> [ACTIVITY 1] According to the nutrition excerpt, by what percentage have frozen-food sales risen since 1995?
> [ACTIVITY 2] Using the nutrition excerpt, decide whether each statement agrees with it. Answer yes or no for each, and quote the deciding words. (a) In 1993, 40% of weekday meals were prepared in 30 minutes or less. (b) In the second assay, adding methionine alone produced a growth response. (c) The article by Don Pszczola appeared in the October 2000 issue of Food Technology.
> [ACTIVITY 3] List every nutrient that the nutrition excerpt says the soy-protein isolate diet lacked for chick growth.

> [SOURCE EXTRACT]
Americans are cooking less than ever. Last year, 44% of weekday meals were prepared in 30 min or less. That’s up from 40% in 1993, according to the NPD Group, Port Washington, N.Y. Since 1995, frozen-food sales have jumped 18%. And every night, 10% fewer food items are prepared than 15 years ago. This may mean that diets are less varied. Prepared food products with a variety or combinations of nutrients will be essential, despite the situation on health claims.
The idea of nutrient clusters may be especially helpful in addressing the interaction between genes and diet and how that interaction can influence the development of diseases. As Don Pszczola points out in the October 2000 issue of Food Technology in an article entitled, “Genes and Diet: The Specialized Role Ingredients May Play,” the emerging discipline called Nutrigenomics studies this interaction. The combination of nutrients in products may be the best method of targeting the treatment of a specific disease, and in enhancing health more completely.
Studies evaluating the multiple effects of dietary deficiencies demonstrate the need for complete diets for optimum growth. Baker (1999) in describing the growth of young chicks showed that methionine, zinc, riboflavin, vitamin B-6, and choline were all necessary to good growth responses. The authors reported the results of studies that used a soy-protein isolate diet that was deficient in methionine, zinc, riboflavin, vitamin B-6, and choline for chick growth and was used to study individual or multiple deficiencies of several of these nutrients. In all cases, adding all three deficient nutrients together resulted in growth responses that were superior to those resulting from supplementation with any pairs of deficient nutrients. In a second assay, single addition of Zn but not of methionine or riboflavin produced a growth response, but the combination of either Zn and Met or Zn and riboflavin resulted in growth responses that were clearly greater than the response shown by zinc alone. Additional assays of individual or multiple deficiencies of choline, riboflavin, and vitamin B-6, and individual additions suggested that choline was first limiting.

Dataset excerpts
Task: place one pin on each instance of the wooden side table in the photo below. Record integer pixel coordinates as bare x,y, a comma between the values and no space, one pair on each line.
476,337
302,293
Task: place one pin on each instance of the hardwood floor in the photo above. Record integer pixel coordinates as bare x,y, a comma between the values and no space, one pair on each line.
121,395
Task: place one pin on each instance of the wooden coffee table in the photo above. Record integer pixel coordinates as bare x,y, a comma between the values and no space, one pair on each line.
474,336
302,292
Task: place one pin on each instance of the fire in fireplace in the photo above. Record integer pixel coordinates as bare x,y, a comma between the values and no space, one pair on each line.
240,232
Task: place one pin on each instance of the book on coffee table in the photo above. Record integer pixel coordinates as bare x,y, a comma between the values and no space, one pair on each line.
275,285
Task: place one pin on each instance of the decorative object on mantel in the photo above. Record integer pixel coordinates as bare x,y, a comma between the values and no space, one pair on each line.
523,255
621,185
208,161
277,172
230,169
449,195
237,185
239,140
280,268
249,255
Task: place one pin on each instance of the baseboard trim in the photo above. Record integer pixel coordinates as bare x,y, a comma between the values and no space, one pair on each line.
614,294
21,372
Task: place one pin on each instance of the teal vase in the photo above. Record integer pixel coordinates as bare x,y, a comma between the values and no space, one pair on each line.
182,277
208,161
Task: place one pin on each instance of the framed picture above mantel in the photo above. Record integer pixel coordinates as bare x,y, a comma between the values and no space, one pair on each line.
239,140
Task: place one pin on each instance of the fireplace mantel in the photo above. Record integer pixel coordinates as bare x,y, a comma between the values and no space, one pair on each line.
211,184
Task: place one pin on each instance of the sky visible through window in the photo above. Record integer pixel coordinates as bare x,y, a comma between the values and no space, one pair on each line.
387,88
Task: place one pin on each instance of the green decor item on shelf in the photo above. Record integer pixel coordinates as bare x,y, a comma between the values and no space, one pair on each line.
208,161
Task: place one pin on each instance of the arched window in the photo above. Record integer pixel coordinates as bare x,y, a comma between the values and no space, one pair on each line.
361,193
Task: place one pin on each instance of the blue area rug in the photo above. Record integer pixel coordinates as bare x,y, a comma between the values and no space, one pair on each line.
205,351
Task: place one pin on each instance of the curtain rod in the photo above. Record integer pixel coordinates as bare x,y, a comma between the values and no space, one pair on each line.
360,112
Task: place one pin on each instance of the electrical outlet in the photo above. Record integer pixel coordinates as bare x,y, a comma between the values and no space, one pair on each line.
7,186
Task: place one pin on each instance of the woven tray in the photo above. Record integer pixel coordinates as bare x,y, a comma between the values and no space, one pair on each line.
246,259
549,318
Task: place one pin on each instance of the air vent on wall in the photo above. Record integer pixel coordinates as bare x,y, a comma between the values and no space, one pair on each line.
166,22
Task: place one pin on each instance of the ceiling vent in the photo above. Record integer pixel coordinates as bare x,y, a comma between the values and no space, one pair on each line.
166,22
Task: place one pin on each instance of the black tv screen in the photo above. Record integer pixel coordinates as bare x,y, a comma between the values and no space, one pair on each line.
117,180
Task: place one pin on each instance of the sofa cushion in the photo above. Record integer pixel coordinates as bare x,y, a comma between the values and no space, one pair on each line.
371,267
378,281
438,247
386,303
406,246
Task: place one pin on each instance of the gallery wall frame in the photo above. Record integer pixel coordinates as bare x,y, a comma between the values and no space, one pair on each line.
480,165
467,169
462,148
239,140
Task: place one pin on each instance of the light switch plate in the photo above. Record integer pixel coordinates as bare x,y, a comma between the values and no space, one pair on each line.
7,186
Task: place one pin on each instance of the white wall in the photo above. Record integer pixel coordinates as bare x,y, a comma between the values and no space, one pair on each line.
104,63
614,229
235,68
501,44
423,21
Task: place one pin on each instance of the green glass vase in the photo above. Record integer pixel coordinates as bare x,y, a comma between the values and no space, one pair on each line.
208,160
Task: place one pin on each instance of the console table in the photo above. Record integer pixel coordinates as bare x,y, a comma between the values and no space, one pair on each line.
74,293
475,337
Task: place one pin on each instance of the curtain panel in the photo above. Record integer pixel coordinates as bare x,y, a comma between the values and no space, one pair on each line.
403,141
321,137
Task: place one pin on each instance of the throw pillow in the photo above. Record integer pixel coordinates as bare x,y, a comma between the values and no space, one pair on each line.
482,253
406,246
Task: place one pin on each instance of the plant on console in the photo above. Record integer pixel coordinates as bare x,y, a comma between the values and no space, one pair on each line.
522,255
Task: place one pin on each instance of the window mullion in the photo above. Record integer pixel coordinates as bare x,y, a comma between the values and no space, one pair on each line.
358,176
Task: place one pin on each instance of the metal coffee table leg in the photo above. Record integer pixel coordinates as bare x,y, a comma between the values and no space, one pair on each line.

> [WRITTEN REPLY 1] 18%

> [WRITTEN REPLY 2]
(a) Yes: "That’s up from 40% in 1993"
(b) No: "single addition of Zn but not of methionine or riboflavin produced a growth response"
(c) Yes: "in the October 2000 issue of Food Technology"

> [WRITTEN REPLY 3] Methionine, zinc, riboflavin, vitamin B-6, choline